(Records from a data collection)
******
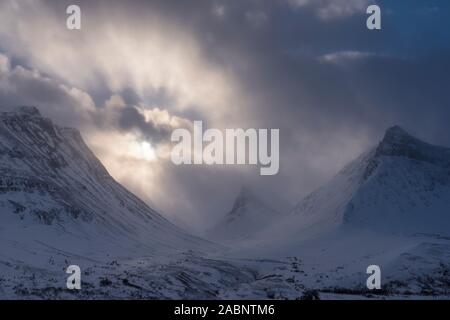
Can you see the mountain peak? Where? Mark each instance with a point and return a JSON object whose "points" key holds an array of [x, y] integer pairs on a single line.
{"points": [[398, 142], [397, 134], [22, 110], [244, 197]]}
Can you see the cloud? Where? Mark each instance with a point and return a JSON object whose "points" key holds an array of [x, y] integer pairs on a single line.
{"points": [[159, 55], [344, 56], [331, 9], [22, 86], [137, 70]]}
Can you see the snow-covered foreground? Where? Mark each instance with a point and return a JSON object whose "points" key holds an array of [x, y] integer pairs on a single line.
{"points": [[60, 207], [412, 268]]}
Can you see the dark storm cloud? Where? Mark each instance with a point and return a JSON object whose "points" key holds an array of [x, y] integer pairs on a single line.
{"points": [[131, 119]]}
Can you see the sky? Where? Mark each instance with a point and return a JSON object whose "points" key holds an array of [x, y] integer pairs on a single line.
{"points": [[137, 70]]}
******
> **Task requirements**:
Set down all the entries exactly as they appear, but skip any pictures.

> **Response**:
Can you see the mountain peak? Where? Mark each instance with a point and return a JSON object whose "points" key holds an array of [x, y] integer pairs on a single line.
{"points": [[398, 142], [397, 134], [22, 110], [244, 197]]}
Can you see the cloud? Where? Mark each instance with a point and return a JSON object whose "points" key holds an array of [x, y] integer pairs on a single line.
{"points": [[159, 55], [344, 56], [331, 9], [22, 86], [137, 70]]}
Can you see the snow-covered foreground? Where? Mark each instance with a point and return a JSON object whose "points" key holds an array of [x, y] integer pairs on a single line.
{"points": [[60, 207], [412, 268]]}
Can you see the dark storm cloud? Where? Mark each instance with a point and return a JSON object whose "points" key holds an array of [x, y] integer pairs on a single line.
{"points": [[131, 119]]}
Can you see the sky? Where? Mark each instance with a point and return a JSON object whose "points" key holds an array of [x, y] integer pairs on a single line.
{"points": [[137, 70]]}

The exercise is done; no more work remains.